## GIVEN INSTRUCTION
Replace each occurrence of "pointer" in the items below with "annotator", leaving everything else unchanged, and omit the pictures from your answer.

## EXTRACTED RECORDS
- - - -
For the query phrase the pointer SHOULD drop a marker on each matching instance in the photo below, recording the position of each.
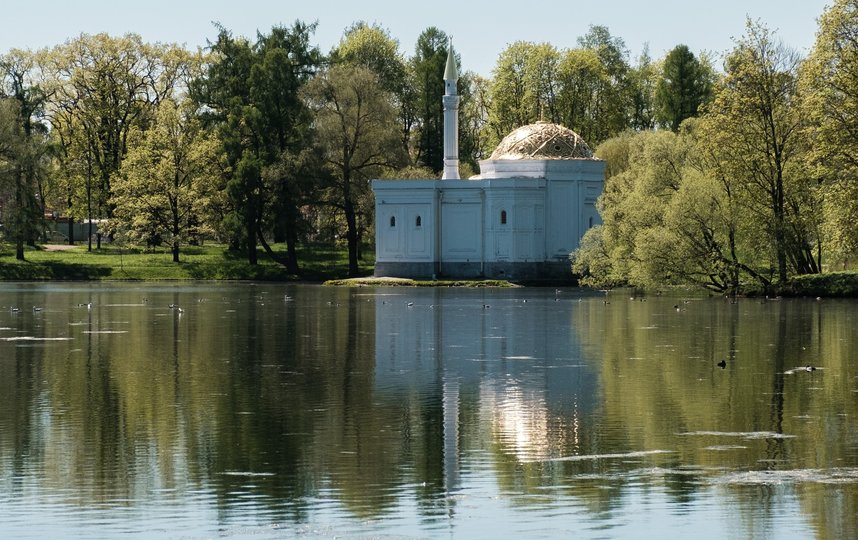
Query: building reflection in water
(515, 362)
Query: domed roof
(542, 140)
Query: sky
(481, 29)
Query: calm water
(278, 411)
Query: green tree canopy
(356, 126)
(685, 85)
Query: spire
(450, 72)
(451, 117)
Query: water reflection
(282, 410)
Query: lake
(276, 411)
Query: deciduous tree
(356, 125)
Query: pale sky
(480, 29)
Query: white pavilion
(520, 218)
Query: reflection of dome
(542, 140)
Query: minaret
(451, 117)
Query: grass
(403, 282)
(833, 284)
(210, 262)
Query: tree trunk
(251, 231)
(352, 237)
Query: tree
(23, 150)
(250, 94)
(356, 127)
(427, 72)
(372, 46)
(754, 122)
(525, 87)
(643, 81)
(685, 85)
(829, 81)
(584, 83)
(101, 87)
(285, 62)
(614, 106)
(670, 217)
(166, 178)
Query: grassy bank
(403, 282)
(210, 262)
(832, 284)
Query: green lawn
(210, 262)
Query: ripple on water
(790, 476)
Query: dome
(542, 140)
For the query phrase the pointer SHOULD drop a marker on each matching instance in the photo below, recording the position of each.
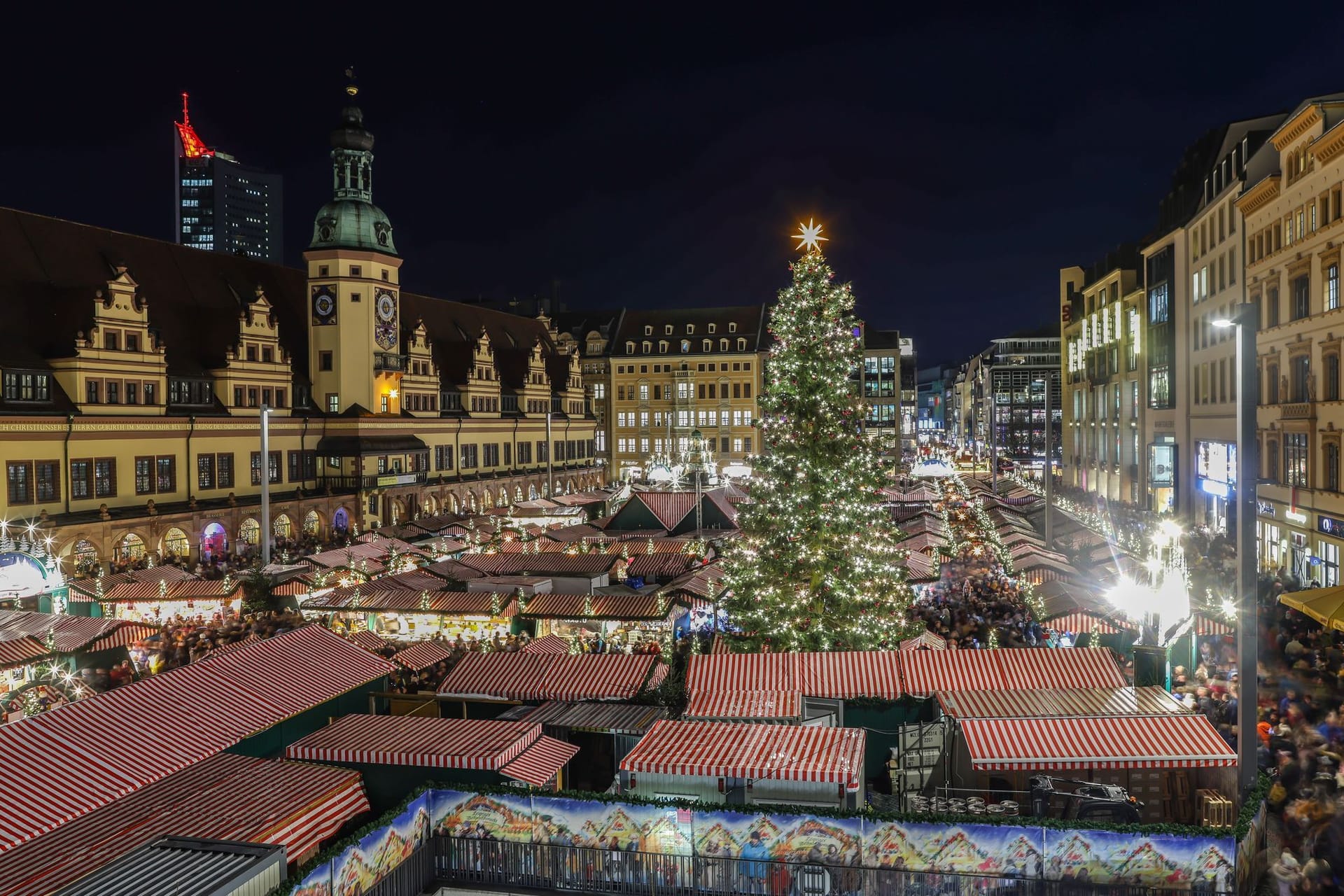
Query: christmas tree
(816, 567)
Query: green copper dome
(351, 219)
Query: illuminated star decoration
(809, 237)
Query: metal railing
(554, 867)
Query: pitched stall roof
(226, 797)
(66, 763)
(1124, 742)
(417, 741)
(926, 672)
(531, 676)
(843, 675)
(1041, 703)
(539, 763)
(760, 752)
(745, 704)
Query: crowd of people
(1301, 742)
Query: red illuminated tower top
(192, 147)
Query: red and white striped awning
(925, 640)
(539, 763)
(1206, 626)
(844, 676)
(604, 676)
(64, 764)
(1058, 668)
(924, 672)
(1126, 742)
(20, 652)
(756, 751)
(368, 640)
(547, 676)
(226, 797)
(422, 654)
(1059, 701)
(417, 741)
(1079, 622)
(549, 644)
(745, 704)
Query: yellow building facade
(134, 378)
(1294, 227)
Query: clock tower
(354, 331)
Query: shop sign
(1329, 526)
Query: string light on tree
(816, 567)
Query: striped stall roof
(1051, 668)
(20, 652)
(533, 676)
(1081, 621)
(549, 564)
(745, 704)
(183, 590)
(605, 606)
(1123, 742)
(417, 741)
(540, 762)
(422, 654)
(1059, 701)
(549, 644)
(226, 797)
(844, 675)
(368, 640)
(604, 718)
(925, 672)
(498, 676)
(757, 751)
(925, 640)
(604, 676)
(66, 763)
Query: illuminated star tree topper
(818, 566)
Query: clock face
(324, 305)
(386, 307)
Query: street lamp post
(1247, 472)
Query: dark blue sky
(958, 159)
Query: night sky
(958, 160)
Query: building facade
(134, 390)
(222, 204)
(1105, 378)
(1292, 235)
(657, 377)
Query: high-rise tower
(354, 333)
(222, 204)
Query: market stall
(748, 763)
(619, 620)
(407, 614)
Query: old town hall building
(134, 372)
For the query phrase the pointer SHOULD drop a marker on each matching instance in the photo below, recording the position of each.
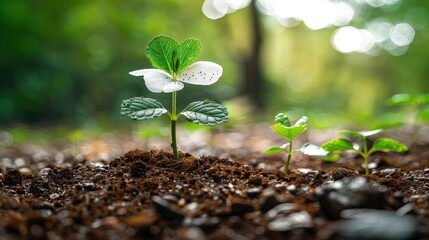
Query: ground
(226, 190)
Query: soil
(149, 195)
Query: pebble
(239, 208)
(25, 171)
(268, 200)
(143, 220)
(203, 222)
(166, 209)
(191, 209)
(253, 192)
(282, 209)
(386, 225)
(97, 177)
(350, 193)
(292, 221)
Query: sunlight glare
(402, 34)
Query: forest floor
(222, 187)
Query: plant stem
(173, 125)
(365, 154)
(289, 156)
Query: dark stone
(350, 193)
(166, 209)
(253, 192)
(292, 221)
(13, 177)
(204, 222)
(374, 225)
(268, 200)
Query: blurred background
(64, 64)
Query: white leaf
(202, 73)
(173, 86)
(156, 80)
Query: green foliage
(167, 55)
(160, 52)
(140, 108)
(419, 105)
(207, 113)
(283, 127)
(380, 145)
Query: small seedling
(175, 64)
(380, 145)
(283, 127)
(419, 106)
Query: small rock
(241, 207)
(89, 186)
(25, 171)
(166, 209)
(204, 222)
(191, 209)
(253, 192)
(268, 200)
(282, 209)
(350, 193)
(13, 177)
(170, 198)
(143, 220)
(295, 220)
(384, 225)
(291, 188)
(98, 177)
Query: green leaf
(361, 133)
(205, 112)
(401, 99)
(160, 52)
(338, 145)
(331, 158)
(139, 108)
(313, 150)
(273, 150)
(289, 133)
(301, 122)
(387, 145)
(282, 119)
(185, 54)
(424, 114)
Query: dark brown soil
(148, 195)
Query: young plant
(284, 128)
(380, 145)
(175, 65)
(420, 110)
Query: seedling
(380, 145)
(283, 127)
(420, 109)
(175, 64)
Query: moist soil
(149, 195)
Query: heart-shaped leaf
(388, 144)
(360, 134)
(313, 150)
(273, 150)
(338, 145)
(185, 54)
(289, 133)
(140, 108)
(282, 119)
(160, 52)
(206, 113)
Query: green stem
(173, 125)
(289, 156)
(365, 154)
- - - -
## OUTPUT FOR THIS TASK
For the query phrase the annotator SHOULD drop a marker on each matching instance in the photo below, recording the position of each.
Query: building reflection in water
(515, 362)
Query: domed roof
(542, 140)
Query: sky
(481, 29)
Query: calm water
(278, 411)
Query: green tree canopy
(356, 126)
(685, 85)
Query: spire
(450, 72)
(451, 117)
Query: water reflection
(282, 410)
Query: lake
(276, 411)
Query: deciduous tree
(356, 125)
Query: pale sky
(480, 29)
Query: white pavilion
(520, 218)
Query: reflection of dome
(542, 140)
Query: minaret
(451, 117)
Query: grass
(403, 282)
(833, 284)
(210, 262)
Query: tree trunk
(251, 231)
(352, 237)
Query: tree
(23, 150)
(250, 94)
(356, 127)
(427, 72)
(372, 46)
(754, 122)
(525, 87)
(643, 81)
(685, 85)
(829, 81)
(584, 83)
(101, 87)
(285, 62)
(614, 106)
(670, 217)
(166, 178)
Query: grassy bank
(403, 282)
(210, 262)
(832, 284)
Query: green lawn
(210, 262)
Query: ripple on water
(790, 476)
Query: dome
(542, 140)
For the query phrase the annotator SHOULD drop a marker on each matching instance in the photo below, recording the position of each.
Query: christmas tree
(816, 567)
Query: green copper dome
(351, 219)
Query: illuminated star decoration
(809, 237)
Query: metal railing
(554, 867)
Query: pitched stall roof
(226, 797)
(66, 763)
(1124, 742)
(417, 741)
(926, 672)
(531, 676)
(843, 675)
(1041, 703)
(539, 763)
(760, 752)
(745, 704)
Query: crowd of people
(1301, 742)
Query: red illuminated tower top
(192, 147)
Query: red and white striped awning
(925, 640)
(539, 763)
(1206, 626)
(844, 676)
(604, 676)
(64, 764)
(1058, 668)
(924, 672)
(1126, 742)
(20, 652)
(756, 751)
(368, 640)
(547, 676)
(226, 797)
(422, 654)
(1059, 701)
(417, 741)
(1079, 622)
(549, 644)
(745, 704)
Query: yellow building facade
(134, 378)
(1294, 227)
Query: clock tower
(354, 331)
Query: shop sign
(1329, 526)
Query: string light on tree
(816, 567)
Query: striped stall roof
(1051, 668)
(20, 652)
(533, 676)
(1081, 621)
(549, 564)
(745, 704)
(183, 590)
(605, 606)
(1123, 742)
(417, 741)
(540, 762)
(422, 654)
(1059, 701)
(549, 644)
(226, 797)
(844, 675)
(368, 640)
(604, 718)
(925, 672)
(498, 676)
(757, 751)
(925, 640)
(604, 676)
(66, 763)
Query: illuminated star tree topper
(818, 566)
Query: clock face
(324, 305)
(386, 307)
Query: street lamp post
(1247, 472)
Query: dark blue sky
(958, 159)
Query: night sky
(958, 160)
Query: building facade
(134, 390)
(222, 204)
(1105, 378)
(1292, 235)
(657, 377)
Query: high-rise tower
(354, 333)
(222, 204)
Query: market stall
(748, 763)
(619, 620)
(407, 614)
Query: old town hall building
(134, 372)
For the query phrase the annotator SHOULD drop a marker on each matching instance in the photo below, recording the position of each.
Query: ground
(226, 190)
Query: soil
(149, 195)
Query: pebble
(239, 208)
(25, 171)
(268, 200)
(143, 220)
(203, 222)
(166, 209)
(191, 209)
(253, 192)
(282, 209)
(386, 225)
(97, 177)
(350, 193)
(292, 221)
Query: sunlight glare
(402, 34)
Query: forest floor
(222, 187)
Query: plant stem
(173, 125)
(365, 154)
(289, 156)
Query: dark stone
(350, 193)
(166, 209)
(253, 192)
(292, 221)
(13, 177)
(204, 222)
(374, 225)
(268, 200)
Query: blurred background
(64, 64)
Query: white leaf
(202, 73)
(173, 86)
(156, 80)
Query: green foliage
(167, 55)
(160, 52)
(140, 108)
(419, 105)
(207, 113)
(283, 127)
(380, 145)
Query: small seedling
(175, 64)
(380, 145)
(283, 127)
(419, 106)
Query: small rock
(241, 207)
(89, 186)
(25, 171)
(166, 209)
(204, 222)
(191, 209)
(253, 192)
(268, 200)
(282, 209)
(350, 193)
(13, 177)
(170, 198)
(143, 220)
(295, 220)
(384, 225)
(291, 188)
(98, 177)
Query: green leaf
(361, 133)
(205, 112)
(401, 99)
(160, 52)
(338, 145)
(331, 158)
(139, 108)
(313, 150)
(273, 150)
(289, 133)
(301, 122)
(387, 145)
(282, 119)
(185, 54)
(424, 114)
Query: dark brown soil
(148, 195)
Query: young plant
(284, 128)
(380, 145)
(175, 65)
(420, 110)
Query: seedling
(380, 145)
(283, 127)
(420, 109)
(175, 64)
Query: moist soil
(149, 195)
Query: heart-shaped leaf
(388, 144)
(360, 134)
(313, 150)
(273, 150)
(338, 145)
(185, 54)
(289, 133)
(140, 108)
(282, 119)
(160, 52)
(206, 113)
Query: green stem
(173, 125)
(289, 156)
(365, 154)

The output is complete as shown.